- Your instructions
Find the line that contains "Where can the baseball". Then set down that line and all the lines after it, to the end of the records, exactly and with nothing added.

- Given data
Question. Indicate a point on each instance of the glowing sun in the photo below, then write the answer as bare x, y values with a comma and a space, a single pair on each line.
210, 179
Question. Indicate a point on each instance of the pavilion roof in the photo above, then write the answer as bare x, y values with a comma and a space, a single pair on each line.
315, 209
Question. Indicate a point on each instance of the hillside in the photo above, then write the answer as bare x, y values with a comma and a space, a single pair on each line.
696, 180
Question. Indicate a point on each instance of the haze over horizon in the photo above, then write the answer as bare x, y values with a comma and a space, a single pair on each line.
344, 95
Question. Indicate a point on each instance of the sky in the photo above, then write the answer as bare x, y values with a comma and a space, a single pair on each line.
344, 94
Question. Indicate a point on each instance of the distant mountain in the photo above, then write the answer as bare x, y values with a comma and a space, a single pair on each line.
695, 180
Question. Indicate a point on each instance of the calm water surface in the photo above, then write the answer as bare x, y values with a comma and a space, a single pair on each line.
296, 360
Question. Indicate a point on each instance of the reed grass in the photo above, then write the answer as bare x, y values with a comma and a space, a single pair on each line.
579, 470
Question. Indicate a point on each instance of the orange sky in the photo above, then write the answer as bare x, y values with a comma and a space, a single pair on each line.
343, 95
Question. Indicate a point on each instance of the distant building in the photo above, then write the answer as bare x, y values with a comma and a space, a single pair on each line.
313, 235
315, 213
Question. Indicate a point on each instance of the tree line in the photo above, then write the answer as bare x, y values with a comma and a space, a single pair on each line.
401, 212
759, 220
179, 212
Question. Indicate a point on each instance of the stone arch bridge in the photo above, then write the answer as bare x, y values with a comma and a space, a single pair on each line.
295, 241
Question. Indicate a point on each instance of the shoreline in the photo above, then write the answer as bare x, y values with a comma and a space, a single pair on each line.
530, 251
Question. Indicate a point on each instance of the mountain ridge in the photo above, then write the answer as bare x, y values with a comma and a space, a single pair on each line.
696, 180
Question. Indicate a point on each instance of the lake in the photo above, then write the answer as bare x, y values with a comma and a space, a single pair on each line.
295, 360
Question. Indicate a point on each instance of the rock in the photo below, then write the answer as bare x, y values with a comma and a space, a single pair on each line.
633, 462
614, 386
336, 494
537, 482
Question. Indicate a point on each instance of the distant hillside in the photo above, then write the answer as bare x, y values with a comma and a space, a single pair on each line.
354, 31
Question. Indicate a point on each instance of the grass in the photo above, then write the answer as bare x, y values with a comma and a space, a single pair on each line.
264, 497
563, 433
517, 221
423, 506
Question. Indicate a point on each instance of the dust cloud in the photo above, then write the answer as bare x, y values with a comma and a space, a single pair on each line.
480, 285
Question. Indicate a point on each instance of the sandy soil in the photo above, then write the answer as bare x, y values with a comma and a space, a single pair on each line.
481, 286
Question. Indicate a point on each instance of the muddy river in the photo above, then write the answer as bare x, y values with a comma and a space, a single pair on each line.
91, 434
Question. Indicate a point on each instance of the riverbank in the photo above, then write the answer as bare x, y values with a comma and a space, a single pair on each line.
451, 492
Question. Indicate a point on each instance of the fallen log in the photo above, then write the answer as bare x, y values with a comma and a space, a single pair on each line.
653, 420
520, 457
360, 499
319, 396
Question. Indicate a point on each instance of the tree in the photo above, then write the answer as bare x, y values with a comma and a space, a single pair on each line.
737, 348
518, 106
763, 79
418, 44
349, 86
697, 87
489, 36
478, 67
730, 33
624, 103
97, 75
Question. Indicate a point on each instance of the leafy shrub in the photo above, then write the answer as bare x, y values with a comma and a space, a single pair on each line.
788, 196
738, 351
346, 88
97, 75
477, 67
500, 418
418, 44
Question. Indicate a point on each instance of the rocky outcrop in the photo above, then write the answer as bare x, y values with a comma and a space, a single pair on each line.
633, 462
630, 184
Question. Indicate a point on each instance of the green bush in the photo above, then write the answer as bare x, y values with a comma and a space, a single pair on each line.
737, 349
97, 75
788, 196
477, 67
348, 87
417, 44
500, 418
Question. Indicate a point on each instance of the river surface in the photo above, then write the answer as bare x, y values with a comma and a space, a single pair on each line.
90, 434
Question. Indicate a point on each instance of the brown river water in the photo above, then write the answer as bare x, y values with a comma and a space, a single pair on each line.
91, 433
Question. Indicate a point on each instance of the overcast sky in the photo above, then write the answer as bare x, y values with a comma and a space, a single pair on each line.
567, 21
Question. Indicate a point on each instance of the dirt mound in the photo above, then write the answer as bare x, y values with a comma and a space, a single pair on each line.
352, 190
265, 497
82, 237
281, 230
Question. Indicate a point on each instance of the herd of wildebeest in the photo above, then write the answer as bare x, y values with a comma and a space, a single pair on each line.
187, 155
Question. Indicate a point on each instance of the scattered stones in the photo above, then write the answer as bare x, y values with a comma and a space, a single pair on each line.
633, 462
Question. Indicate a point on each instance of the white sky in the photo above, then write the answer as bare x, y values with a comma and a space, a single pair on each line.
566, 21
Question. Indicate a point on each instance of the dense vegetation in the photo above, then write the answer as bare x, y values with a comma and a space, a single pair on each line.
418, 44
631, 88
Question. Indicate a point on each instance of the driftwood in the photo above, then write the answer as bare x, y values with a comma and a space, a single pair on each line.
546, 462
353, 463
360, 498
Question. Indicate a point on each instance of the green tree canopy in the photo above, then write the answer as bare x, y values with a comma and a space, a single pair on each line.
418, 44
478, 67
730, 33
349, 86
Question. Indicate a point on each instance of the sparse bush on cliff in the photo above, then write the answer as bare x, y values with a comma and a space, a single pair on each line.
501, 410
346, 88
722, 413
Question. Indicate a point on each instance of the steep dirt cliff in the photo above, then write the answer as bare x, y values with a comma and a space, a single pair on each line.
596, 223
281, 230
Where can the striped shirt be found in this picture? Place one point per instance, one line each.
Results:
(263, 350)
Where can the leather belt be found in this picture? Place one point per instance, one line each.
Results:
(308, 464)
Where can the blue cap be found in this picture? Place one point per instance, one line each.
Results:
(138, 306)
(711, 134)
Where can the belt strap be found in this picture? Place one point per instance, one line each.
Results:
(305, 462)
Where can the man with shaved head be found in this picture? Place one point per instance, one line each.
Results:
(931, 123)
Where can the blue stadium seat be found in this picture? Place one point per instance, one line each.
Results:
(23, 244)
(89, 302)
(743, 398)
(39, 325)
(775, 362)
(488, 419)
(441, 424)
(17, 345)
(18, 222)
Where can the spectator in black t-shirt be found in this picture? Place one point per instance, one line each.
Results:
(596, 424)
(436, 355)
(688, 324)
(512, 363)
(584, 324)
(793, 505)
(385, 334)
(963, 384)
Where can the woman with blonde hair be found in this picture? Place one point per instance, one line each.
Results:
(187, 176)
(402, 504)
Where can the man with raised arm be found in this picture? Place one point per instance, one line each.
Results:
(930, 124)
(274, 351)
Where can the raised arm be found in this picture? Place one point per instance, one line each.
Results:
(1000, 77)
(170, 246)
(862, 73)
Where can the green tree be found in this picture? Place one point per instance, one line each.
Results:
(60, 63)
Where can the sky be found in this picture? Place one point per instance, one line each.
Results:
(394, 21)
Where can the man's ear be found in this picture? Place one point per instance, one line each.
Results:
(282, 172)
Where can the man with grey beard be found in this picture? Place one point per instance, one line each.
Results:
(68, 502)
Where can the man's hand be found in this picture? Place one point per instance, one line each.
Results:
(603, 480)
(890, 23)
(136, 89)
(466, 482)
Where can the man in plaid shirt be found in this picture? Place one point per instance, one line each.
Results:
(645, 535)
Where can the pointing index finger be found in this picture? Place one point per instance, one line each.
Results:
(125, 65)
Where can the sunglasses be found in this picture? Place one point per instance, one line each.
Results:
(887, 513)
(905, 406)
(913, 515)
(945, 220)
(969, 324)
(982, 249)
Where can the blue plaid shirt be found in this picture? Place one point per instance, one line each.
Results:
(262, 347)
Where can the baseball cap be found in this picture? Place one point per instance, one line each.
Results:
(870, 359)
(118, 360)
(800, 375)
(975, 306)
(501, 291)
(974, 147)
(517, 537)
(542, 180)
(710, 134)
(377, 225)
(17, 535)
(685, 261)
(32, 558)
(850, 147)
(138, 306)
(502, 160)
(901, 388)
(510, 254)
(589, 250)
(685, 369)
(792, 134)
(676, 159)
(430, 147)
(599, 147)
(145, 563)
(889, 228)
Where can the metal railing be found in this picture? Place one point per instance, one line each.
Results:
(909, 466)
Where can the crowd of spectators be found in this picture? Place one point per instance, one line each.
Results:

- Solution to this problem
Where can the baseball cap be found in this picture? Place one point per instance, one line each.
Results:
(870, 359)
(118, 360)
(800, 375)
(975, 306)
(501, 291)
(974, 147)
(517, 537)
(542, 180)
(710, 134)
(377, 225)
(17, 535)
(685, 261)
(32, 558)
(850, 147)
(138, 306)
(502, 160)
(901, 388)
(510, 254)
(589, 250)
(685, 369)
(792, 134)
(676, 159)
(430, 147)
(599, 147)
(145, 563)
(889, 228)
Where can the metal railing be found in this picture? Place one point per instance, one line each.
Results:
(909, 466)
Where can the crowd of spectators be found in this picture? Place one point per instance, one line each.
Results:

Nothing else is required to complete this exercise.